→ Kutipan Teks

▼

Beda Suara Menteri Soal Harga Mi Instan, DPR: Jangan Buat Bingung Rakyat

Perbedaan pendapat para menteri dinilai menimbulkan kesan tidak ada rapat koordinasi

Komisi VI DPR RI meminta menteri-menteri tidak membuat bingung rakyat akibat perbedaan pendapat. Ini menyusul isu kenaikan harga mi instan hingga tiga kali lipat buntut kesulitan pasokan gandum dunia. Tampak suasana pabrik mie instan
Red: Hiru Muhammad

REPUBLIKA.CO.ID, JAKARTA--Komisi VI DPR RI meminta menteri-menteri tidak membuat bingung rakyat akibat perbedaan pendapat. Ini menyusul isu kenaikan harga mi instan hingga tiga kali lipat buntut kesulitan pasokan gandum dunia.

Baca Juga


“Ketidaksinkronan data dan kajian yang dilakukan antar kementerian atau lembaga pemerintah berpotensi menimbulkan keresahan publik,” kata Anggota Komisi VI DPR, Andre Rosiade, Kamis (11/8/2022).

Seperti diketahui, Menteri Pertanian Syahrul Yasin Limpo mewanti-wanti ancaman kenaikan harga mi instan hingga tiga lipat akibat efek domino perang Rusia-Ukraina yang memicu keterbatasan pasokan dan lonjakan harga gandum di dunia.

▲

→ Tujuan
Tuliskan ulang seluruh berita tentang beda suara menteri soal harga mi instan di atas tanpa mengubah satu kata atau tanda baca pun. Entri yang menyusul tidak diperlukan.

→ Entri Hasil Ekstraksi
▼

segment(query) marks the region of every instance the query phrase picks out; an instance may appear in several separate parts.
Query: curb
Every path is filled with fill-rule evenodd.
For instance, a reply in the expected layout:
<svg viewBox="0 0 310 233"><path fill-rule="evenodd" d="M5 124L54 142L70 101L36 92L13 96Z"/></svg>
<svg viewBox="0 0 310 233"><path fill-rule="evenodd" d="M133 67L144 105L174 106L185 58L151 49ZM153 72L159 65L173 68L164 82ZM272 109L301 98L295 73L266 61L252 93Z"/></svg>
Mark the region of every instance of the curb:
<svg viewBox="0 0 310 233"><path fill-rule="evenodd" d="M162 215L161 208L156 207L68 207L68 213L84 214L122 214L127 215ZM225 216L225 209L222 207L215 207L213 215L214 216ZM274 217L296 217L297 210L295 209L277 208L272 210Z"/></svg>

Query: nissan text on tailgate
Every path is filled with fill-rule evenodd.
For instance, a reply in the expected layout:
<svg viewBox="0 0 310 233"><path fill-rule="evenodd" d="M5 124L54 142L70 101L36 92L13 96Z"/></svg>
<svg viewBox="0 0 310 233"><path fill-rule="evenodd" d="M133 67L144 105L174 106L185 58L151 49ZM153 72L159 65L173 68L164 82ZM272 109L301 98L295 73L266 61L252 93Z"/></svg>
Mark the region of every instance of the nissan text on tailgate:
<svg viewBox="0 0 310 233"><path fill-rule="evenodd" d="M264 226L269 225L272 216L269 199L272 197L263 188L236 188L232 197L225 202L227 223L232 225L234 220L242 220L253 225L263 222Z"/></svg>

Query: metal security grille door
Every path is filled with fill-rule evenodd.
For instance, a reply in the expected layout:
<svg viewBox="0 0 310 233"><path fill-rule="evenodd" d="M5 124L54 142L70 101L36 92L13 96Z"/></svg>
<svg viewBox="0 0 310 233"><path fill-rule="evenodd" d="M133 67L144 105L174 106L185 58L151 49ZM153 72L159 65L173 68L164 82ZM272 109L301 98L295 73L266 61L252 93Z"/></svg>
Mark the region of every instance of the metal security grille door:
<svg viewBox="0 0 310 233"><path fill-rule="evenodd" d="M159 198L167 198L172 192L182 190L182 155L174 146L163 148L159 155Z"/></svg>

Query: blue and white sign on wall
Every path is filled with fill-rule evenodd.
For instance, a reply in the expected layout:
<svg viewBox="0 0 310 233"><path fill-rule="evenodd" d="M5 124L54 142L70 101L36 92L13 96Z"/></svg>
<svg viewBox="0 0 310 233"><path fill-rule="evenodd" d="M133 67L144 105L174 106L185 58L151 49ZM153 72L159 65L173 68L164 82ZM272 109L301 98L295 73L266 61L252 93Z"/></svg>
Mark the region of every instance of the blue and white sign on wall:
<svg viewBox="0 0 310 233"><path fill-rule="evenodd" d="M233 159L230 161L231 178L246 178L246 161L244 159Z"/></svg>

▲
▼

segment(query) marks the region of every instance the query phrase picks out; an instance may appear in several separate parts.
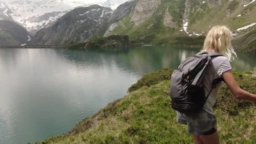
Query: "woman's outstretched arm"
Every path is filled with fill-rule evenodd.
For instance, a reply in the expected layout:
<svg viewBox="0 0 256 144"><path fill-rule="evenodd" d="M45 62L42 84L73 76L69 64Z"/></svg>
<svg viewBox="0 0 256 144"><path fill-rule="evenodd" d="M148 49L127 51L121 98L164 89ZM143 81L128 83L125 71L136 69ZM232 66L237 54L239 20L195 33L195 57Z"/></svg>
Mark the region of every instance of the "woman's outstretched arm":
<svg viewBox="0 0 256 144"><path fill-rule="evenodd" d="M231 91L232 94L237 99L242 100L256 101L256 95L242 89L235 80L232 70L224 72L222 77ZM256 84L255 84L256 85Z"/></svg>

▲

→ Jawaban
Beda Suara Menteri Soal Harga Mi Instan, DPR: Jangan Buat Bingung Rakyat

Perbedaan pendapat para menteri dinilai menimbulkan kesan tidak ada rapat koordinasi

Komisi VI DPR RI meminta menteri-menteri tidak membuat bingung rakyat akibat perbedaan pendapat. Ini menyusul isu kenaikan harga mi instan hingga tiga kali lipat buntut kesulitan pasokan gandum dunia. Tampak suasana pabrik mie instan
Red: Hiru Muhammad

REPUBLIKA.CO.ID, JAKARTA--Komisi VI DPR RI meminta menteri-menteri tidak membuat bingung rakyat akibat perbedaan pendapat. Ini menyusul isu kenaikan harga mi instan hingga tiga kali lipat buntut kesulitan pasokan gandum dunia.

Baca Juga


“Ketidaksinkronan data dan kajian yang dilakukan antar kementerian atau lembaga pemerintah berpotensi menimbulkan keresahan publik,” kata Anggota Komisi VI DPR, Andre Rosiade, Kamis (11/8/2022).

Seperti diketahui, Menteri Pertanian Syahrul Yasin Limpo mewanti-wanti ancaman kenaikan harga mi instan hingga tiga lipat akibat efek domino perang Rusia-Ukraina yang memicu keterbatasan pasokan dan lonjakan harga gandum di dunia.